Only lines containing "white" belong in the answer, each copied from the entries below.

Image-backed grounding data:
--

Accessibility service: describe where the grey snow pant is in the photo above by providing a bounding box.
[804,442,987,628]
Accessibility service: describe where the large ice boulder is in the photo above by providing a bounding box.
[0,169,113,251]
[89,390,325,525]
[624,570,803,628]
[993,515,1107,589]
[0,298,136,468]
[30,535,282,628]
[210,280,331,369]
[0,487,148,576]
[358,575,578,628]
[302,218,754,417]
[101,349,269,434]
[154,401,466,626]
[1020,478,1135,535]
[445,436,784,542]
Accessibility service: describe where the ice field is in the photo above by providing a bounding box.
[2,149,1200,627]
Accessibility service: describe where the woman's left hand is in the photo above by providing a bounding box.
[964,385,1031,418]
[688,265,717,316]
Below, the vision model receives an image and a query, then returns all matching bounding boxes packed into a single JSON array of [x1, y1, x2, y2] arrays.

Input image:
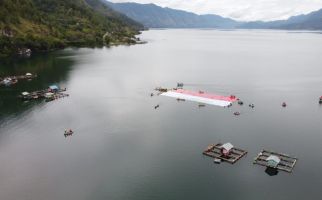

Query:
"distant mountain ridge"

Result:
[[104, 1, 240, 28], [241, 9, 322, 30], [105, 0, 322, 30]]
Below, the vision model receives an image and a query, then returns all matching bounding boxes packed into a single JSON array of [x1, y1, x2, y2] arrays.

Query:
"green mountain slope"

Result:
[[0, 0, 144, 56]]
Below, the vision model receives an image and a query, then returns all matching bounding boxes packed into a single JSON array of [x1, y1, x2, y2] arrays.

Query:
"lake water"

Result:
[[1, 29, 322, 200]]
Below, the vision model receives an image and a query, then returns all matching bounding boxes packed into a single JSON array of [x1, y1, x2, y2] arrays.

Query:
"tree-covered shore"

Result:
[[0, 0, 144, 57]]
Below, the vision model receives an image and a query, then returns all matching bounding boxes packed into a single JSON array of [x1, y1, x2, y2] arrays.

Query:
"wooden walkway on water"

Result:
[[203, 143, 247, 164], [253, 150, 298, 173]]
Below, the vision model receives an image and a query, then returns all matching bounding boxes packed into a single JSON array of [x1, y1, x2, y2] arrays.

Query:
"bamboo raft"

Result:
[[203, 143, 247, 164], [253, 150, 298, 173]]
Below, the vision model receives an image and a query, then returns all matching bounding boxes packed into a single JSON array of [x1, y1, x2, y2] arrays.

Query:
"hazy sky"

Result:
[[109, 0, 322, 21]]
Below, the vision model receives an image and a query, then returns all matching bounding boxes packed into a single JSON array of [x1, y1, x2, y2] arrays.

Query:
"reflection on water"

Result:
[[265, 167, 279, 176]]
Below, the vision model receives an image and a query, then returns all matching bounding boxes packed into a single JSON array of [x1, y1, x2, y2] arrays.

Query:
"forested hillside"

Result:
[[0, 0, 144, 56]]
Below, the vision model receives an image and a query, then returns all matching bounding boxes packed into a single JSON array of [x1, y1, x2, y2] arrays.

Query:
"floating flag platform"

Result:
[[161, 89, 237, 107]]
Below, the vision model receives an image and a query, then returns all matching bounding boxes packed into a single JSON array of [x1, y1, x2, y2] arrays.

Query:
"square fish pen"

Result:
[[203, 143, 247, 164], [253, 150, 298, 173]]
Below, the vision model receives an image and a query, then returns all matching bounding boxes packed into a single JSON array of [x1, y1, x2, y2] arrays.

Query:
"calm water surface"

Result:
[[1, 29, 322, 200]]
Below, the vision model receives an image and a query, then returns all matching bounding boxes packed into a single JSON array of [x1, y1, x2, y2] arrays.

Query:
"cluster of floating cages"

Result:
[[19, 86, 69, 102], [203, 143, 298, 174], [0, 73, 37, 86]]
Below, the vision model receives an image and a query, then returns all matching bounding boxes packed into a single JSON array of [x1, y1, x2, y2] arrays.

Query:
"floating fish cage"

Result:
[[203, 143, 247, 164], [253, 150, 298, 173], [0, 74, 37, 86], [19, 87, 68, 102]]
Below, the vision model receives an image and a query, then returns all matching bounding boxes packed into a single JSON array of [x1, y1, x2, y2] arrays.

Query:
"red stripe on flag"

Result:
[[174, 89, 237, 102]]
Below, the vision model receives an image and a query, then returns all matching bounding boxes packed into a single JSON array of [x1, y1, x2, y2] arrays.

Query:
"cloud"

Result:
[[109, 0, 322, 21]]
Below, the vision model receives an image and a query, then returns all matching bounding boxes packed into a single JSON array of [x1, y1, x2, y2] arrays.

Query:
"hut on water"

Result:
[[220, 143, 234, 157], [22, 92, 30, 96], [49, 85, 59, 92], [26, 73, 33, 78], [266, 155, 281, 168]]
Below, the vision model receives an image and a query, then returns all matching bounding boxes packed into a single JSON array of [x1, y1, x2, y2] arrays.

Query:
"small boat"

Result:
[[319, 96, 322, 104], [176, 98, 185, 102], [282, 102, 287, 107], [234, 111, 240, 116], [249, 103, 255, 108], [64, 129, 74, 137], [238, 100, 243, 105], [2, 78, 18, 86], [198, 103, 206, 107], [214, 158, 221, 164]]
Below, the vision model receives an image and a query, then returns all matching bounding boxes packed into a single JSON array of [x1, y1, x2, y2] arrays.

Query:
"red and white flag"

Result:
[[161, 89, 237, 107]]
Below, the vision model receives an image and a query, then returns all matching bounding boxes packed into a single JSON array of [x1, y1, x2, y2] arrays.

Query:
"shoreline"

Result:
[[0, 32, 147, 58]]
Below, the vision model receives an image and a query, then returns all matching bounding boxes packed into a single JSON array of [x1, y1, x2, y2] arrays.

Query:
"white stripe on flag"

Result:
[[161, 91, 232, 107]]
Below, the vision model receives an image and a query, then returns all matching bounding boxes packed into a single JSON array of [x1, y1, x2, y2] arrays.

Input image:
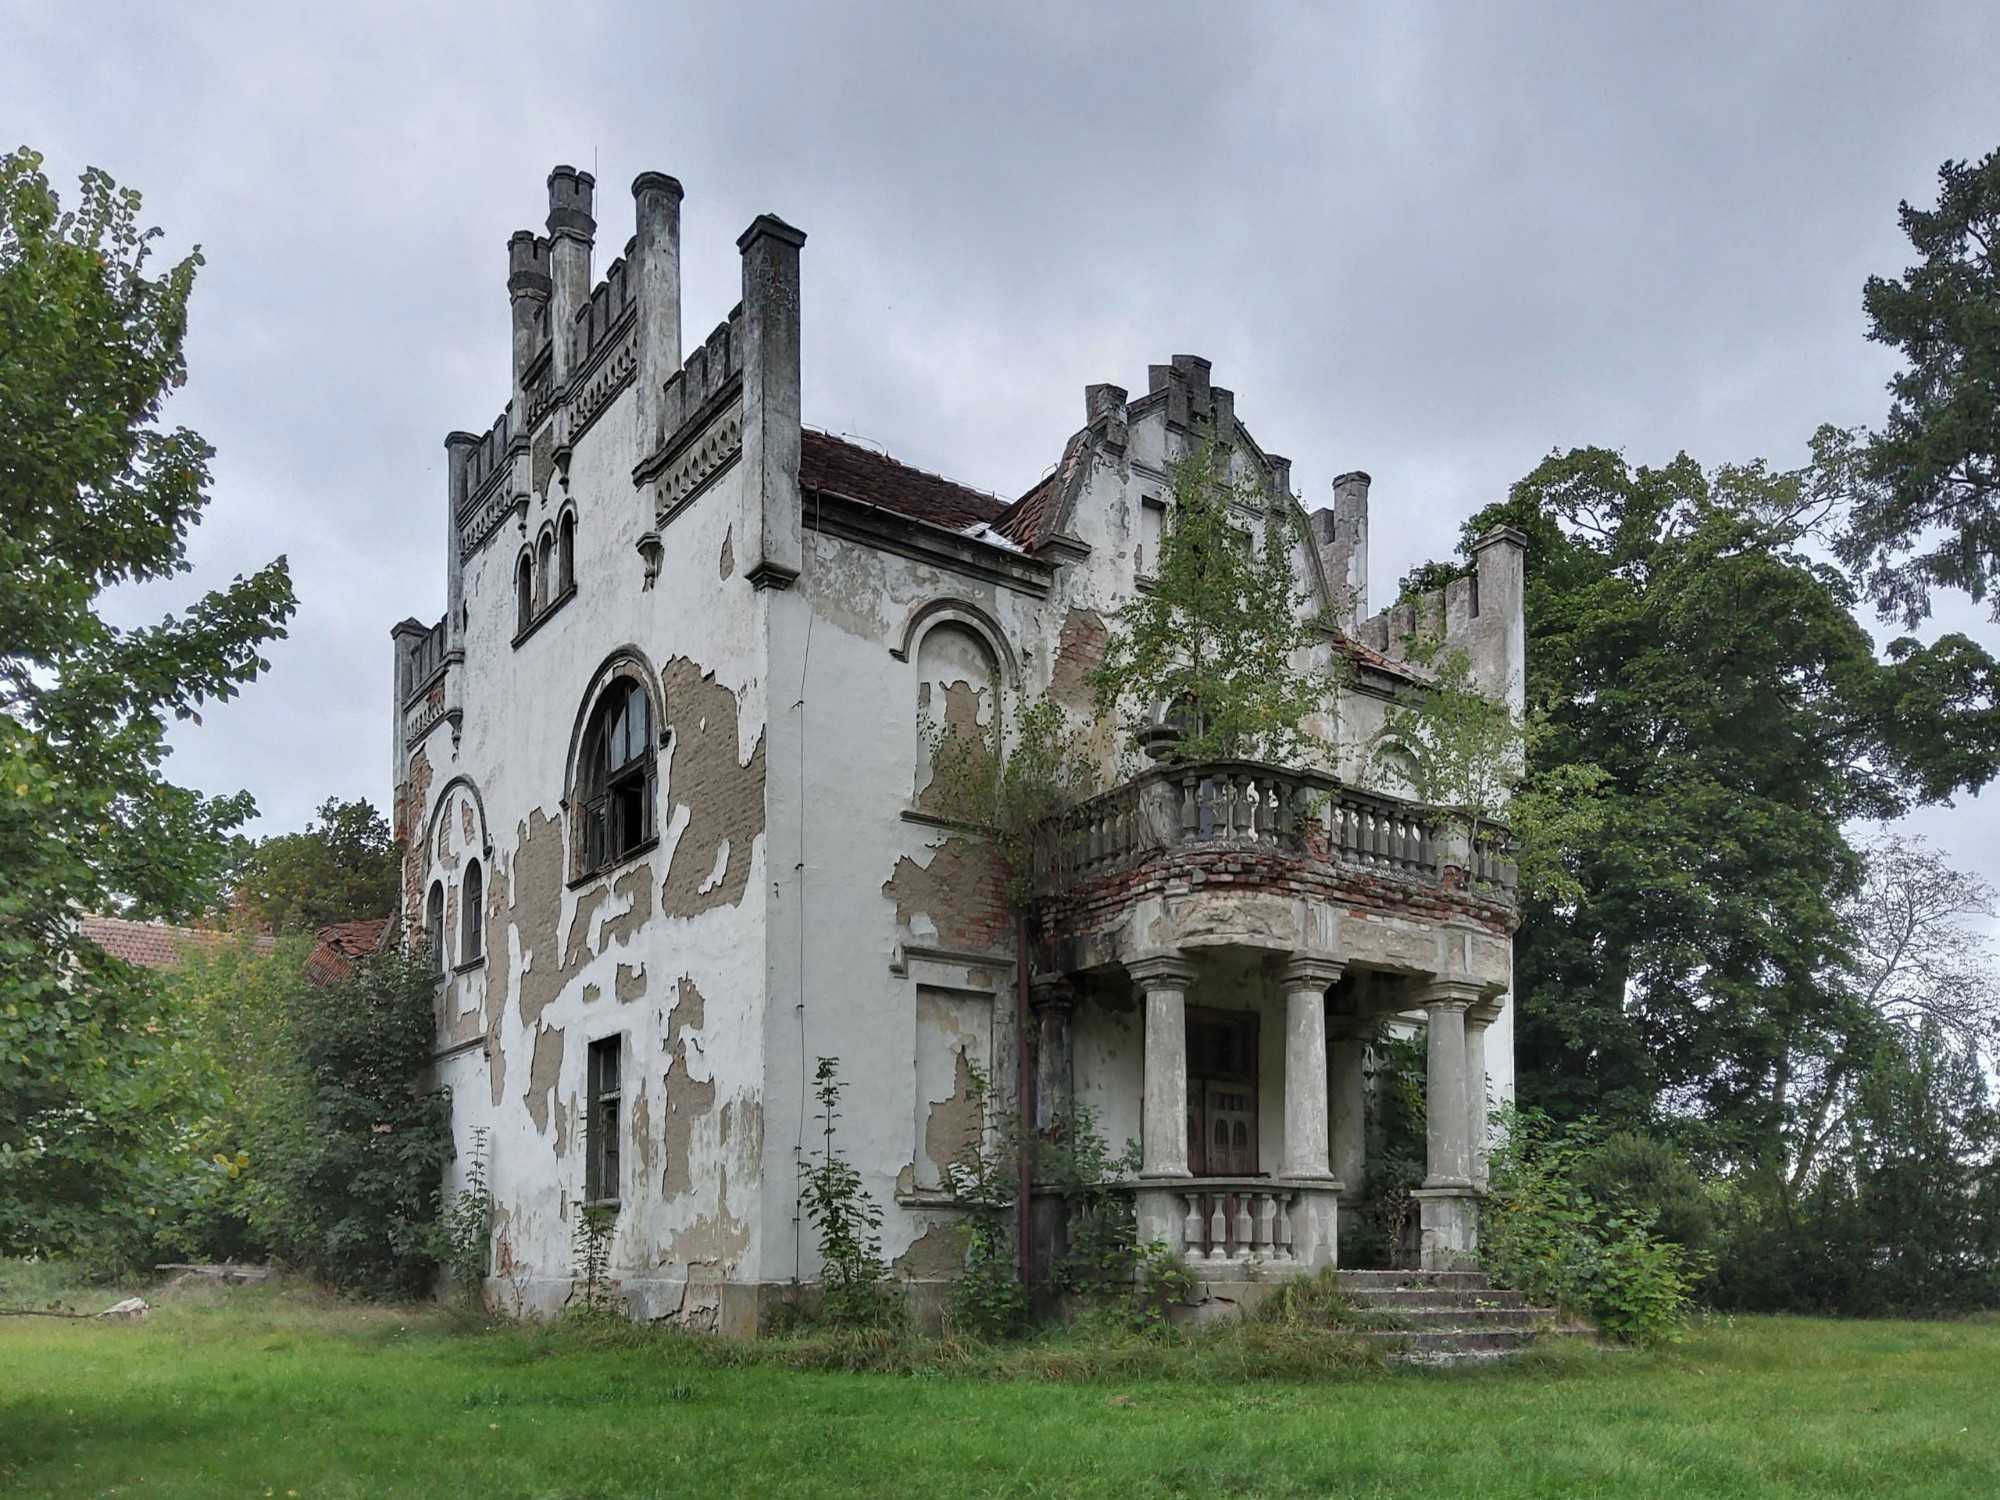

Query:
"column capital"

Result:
[[1126, 953, 1197, 990], [1279, 955, 1345, 992], [1030, 974, 1076, 1015], [1418, 978, 1484, 1012]]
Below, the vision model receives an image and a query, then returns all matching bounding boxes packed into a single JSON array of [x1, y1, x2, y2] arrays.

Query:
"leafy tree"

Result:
[[1785, 833, 1999, 1193], [1415, 446, 2000, 1162], [0, 148, 294, 1262], [1835, 149, 2000, 624], [1091, 443, 1342, 764], [228, 796, 400, 932]]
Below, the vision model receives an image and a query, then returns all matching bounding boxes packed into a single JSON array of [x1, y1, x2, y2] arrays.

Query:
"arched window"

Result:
[[558, 510, 576, 597], [536, 529, 555, 611], [461, 859, 484, 963], [426, 881, 446, 974], [577, 678, 657, 875], [515, 551, 535, 635]]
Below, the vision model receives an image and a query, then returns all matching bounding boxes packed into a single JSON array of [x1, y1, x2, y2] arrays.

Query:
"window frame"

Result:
[[585, 1034, 623, 1207], [573, 676, 659, 882], [426, 880, 447, 976], [458, 858, 485, 967]]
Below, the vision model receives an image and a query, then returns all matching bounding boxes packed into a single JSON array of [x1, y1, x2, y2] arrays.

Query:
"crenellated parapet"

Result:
[[1345, 526, 1527, 706]]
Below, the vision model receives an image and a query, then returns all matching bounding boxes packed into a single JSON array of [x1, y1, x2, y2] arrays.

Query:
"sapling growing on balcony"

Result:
[[1366, 637, 1605, 904], [1091, 442, 1345, 766]]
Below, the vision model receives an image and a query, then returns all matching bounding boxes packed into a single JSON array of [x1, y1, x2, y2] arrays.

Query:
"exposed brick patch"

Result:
[[1048, 607, 1107, 713], [1038, 845, 1517, 960], [883, 836, 1010, 953], [660, 657, 766, 919], [661, 977, 715, 1198]]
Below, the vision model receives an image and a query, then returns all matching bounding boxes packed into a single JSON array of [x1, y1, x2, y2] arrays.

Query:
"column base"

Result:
[[1411, 1187, 1482, 1270]]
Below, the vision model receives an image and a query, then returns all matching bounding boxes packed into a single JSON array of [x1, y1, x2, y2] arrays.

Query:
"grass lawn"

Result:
[[2, 1264, 1996, 1499]]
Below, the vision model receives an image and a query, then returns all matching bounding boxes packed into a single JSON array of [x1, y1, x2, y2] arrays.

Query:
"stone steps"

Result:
[[1335, 1268, 1591, 1365], [1342, 1287, 1530, 1310]]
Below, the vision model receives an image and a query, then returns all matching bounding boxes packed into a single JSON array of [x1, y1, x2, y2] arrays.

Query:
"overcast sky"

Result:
[[6, 0, 1999, 901]]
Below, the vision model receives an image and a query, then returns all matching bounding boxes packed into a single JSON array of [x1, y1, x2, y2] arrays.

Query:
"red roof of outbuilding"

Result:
[[305, 917, 392, 986], [78, 915, 275, 972]]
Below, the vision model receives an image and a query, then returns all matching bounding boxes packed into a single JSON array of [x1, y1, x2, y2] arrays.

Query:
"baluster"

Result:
[[1231, 1194, 1254, 1260], [1208, 1195, 1229, 1262], [1180, 775, 1198, 840], [1182, 1195, 1206, 1263], [1253, 1192, 1275, 1257], [1236, 776, 1255, 839], [1275, 1193, 1295, 1262]]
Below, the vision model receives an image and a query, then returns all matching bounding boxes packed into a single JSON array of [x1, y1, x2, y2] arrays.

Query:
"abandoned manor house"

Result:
[[391, 165, 1525, 1330]]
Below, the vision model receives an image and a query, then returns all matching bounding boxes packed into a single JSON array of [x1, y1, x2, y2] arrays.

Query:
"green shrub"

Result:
[[801, 1058, 897, 1329], [1575, 1130, 1716, 1259], [1482, 1108, 1705, 1346]]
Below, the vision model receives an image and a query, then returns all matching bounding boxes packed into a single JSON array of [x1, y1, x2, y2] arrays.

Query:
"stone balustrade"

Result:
[[1114, 1178, 1342, 1272], [1030, 759, 1515, 903]]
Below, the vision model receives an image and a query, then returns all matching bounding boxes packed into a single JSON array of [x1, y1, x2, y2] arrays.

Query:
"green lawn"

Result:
[[2, 1267, 1996, 1499]]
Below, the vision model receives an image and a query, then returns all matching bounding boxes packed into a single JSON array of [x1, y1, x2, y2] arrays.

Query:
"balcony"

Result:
[[1032, 760, 1515, 930]]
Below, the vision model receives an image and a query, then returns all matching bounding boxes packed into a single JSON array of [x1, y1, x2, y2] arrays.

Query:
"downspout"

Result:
[[1015, 912, 1035, 1289]]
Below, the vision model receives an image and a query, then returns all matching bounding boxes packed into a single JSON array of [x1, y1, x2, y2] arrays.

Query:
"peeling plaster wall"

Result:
[[404, 376, 774, 1317]]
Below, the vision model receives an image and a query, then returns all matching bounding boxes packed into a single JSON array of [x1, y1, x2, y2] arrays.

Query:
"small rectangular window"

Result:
[[586, 1036, 622, 1204]]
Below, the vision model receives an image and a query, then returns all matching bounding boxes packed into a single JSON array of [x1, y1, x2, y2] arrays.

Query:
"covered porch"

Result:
[[1034, 952, 1502, 1277], [1027, 760, 1519, 1278]]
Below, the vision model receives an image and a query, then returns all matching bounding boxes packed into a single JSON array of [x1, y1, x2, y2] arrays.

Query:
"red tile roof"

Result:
[[79, 915, 275, 972], [800, 430, 1006, 531], [304, 917, 391, 986]]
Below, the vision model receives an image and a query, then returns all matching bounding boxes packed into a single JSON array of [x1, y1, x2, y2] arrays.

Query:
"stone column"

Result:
[[1465, 1005, 1494, 1191], [1128, 956, 1195, 1180], [1129, 955, 1197, 1255], [1329, 1025, 1368, 1193], [1031, 977, 1076, 1135], [1279, 958, 1341, 1180], [1414, 981, 1483, 1269]]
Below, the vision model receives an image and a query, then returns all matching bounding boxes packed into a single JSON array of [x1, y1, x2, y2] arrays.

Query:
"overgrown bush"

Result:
[[1574, 1129, 1716, 1261], [265, 949, 453, 1295], [1482, 1108, 1705, 1346], [943, 1058, 1030, 1339]]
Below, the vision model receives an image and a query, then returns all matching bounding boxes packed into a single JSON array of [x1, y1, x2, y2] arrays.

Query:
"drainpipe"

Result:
[[1015, 912, 1035, 1289]]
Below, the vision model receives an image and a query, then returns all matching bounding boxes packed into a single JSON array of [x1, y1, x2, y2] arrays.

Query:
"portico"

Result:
[[1031, 761, 1518, 1277]]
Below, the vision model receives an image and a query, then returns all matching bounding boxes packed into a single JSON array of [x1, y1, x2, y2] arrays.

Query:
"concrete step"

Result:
[[1362, 1328, 1536, 1356], [1343, 1287, 1529, 1310], [1337, 1270, 1492, 1291], [1382, 1306, 1553, 1330]]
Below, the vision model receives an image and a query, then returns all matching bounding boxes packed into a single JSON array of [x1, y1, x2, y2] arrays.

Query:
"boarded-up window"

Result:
[[1138, 495, 1165, 577], [913, 622, 998, 808], [912, 986, 993, 1192]]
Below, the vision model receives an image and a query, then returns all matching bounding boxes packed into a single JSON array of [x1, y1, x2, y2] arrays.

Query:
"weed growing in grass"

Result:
[[566, 1204, 619, 1321], [801, 1058, 896, 1329], [433, 1128, 492, 1309]]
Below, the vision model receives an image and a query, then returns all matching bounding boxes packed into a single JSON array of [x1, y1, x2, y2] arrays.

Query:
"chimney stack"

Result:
[[443, 431, 481, 646], [1311, 471, 1372, 625], [630, 171, 684, 457], [546, 165, 596, 387], [507, 232, 551, 403], [737, 212, 807, 590]]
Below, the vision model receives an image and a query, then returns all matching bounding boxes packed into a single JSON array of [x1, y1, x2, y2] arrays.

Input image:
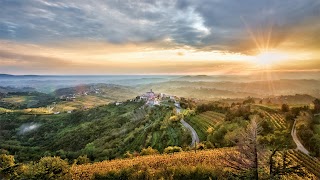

--

Solved problem |
"red and white flag"
"white stripe on flag"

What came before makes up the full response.